Reproduce the listing below verbatim.

---------- Given records

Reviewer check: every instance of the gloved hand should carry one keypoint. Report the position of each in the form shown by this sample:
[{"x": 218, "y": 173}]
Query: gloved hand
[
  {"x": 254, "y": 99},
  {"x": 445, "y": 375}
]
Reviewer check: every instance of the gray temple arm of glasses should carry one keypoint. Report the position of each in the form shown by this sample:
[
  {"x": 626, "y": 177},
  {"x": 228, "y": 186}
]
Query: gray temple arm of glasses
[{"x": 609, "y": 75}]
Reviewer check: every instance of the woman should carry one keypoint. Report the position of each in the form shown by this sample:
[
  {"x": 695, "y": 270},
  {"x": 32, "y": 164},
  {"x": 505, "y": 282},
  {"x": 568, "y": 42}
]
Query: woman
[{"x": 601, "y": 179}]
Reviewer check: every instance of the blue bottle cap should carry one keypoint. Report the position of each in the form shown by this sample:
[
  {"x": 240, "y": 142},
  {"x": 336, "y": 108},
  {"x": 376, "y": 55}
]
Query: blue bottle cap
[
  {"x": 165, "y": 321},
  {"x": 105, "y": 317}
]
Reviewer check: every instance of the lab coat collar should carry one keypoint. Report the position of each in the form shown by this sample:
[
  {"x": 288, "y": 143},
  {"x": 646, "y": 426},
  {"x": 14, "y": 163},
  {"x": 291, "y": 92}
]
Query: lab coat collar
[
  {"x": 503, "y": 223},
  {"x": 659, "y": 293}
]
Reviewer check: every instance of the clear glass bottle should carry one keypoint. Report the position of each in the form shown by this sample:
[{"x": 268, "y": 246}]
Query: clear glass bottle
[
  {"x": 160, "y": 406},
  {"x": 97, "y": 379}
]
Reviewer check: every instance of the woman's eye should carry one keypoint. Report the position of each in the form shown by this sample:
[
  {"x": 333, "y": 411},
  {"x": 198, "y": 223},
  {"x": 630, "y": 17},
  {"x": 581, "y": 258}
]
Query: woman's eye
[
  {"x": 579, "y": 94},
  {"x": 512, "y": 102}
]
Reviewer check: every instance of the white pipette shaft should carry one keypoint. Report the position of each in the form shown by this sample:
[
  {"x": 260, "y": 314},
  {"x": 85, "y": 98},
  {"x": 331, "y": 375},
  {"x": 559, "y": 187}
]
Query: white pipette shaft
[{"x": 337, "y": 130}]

--------------------

__Task answer__.
Reviewer check: every instance of the gloved hand should carry one keypoint. Report the position of each in the form shown by this sample:
[{"x": 218, "y": 173}]
Query: gloved hand
[
  {"x": 254, "y": 99},
  {"x": 445, "y": 375}
]
Reviewer check: every instance of the gray temple arm of glasses should carry one keypoint. Report the position of each in the form shown by this sample:
[
  {"x": 626, "y": 177},
  {"x": 228, "y": 186}
]
Query: gray temple arm of glasses
[{"x": 609, "y": 75}]
Reviewer check: every instance of the woman should carry one keypoint. Report the position of each in the form shown by this sample:
[
  {"x": 695, "y": 270},
  {"x": 32, "y": 164},
  {"x": 505, "y": 282},
  {"x": 568, "y": 42}
]
Query: woman
[{"x": 601, "y": 179}]
Reviewer check: every instance of the blue bottle cap should carry one keypoint. Report the position of each in the form shown by this sample:
[
  {"x": 240, "y": 142},
  {"x": 336, "y": 108},
  {"x": 376, "y": 55}
]
Query: blue bottle cap
[
  {"x": 165, "y": 321},
  {"x": 105, "y": 317}
]
Reviewer check: every instance of the lab coat collar should carry one keypoint. Report the position of each in the form shown by this sample:
[
  {"x": 288, "y": 143},
  {"x": 646, "y": 426},
  {"x": 14, "y": 163},
  {"x": 291, "y": 92}
]
Query: lab coat collar
[
  {"x": 503, "y": 223},
  {"x": 659, "y": 293}
]
Reviewer check: every instance of the clear glass bottle should carry one keypoint. Report the position of each in the form shown by this sample:
[{"x": 268, "y": 246}]
Query: clear glass bottle
[
  {"x": 160, "y": 406},
  {"x": 97, "y": 379}
]
Reviewer check: every instance of the woman's eye should carry one keypoint. Report the position of each in the form shown by this sample:
[
  {"x": 333, "y": 411},
  {"x": 198, "y": 223},
  {"x": 630, "y": 17},
  {"x": 581, "y": 258}
]
Query: woman's eye
[
  {"x": 579, "y": 94},
  {"x": 512, "y": 102}
]
Reviewer check: every instance of the white pipette shaft should carry one keypoint. Report the position of each in the form shown by this sample:
[
  {"x": 260, "y": 314},
  {"x": 85, "y": 98},
  {"x": 331, "y": 375},
  {"x": 559, "y": 187}
]
Query: white pipette shaft
[{"x": 337, "y": 130}]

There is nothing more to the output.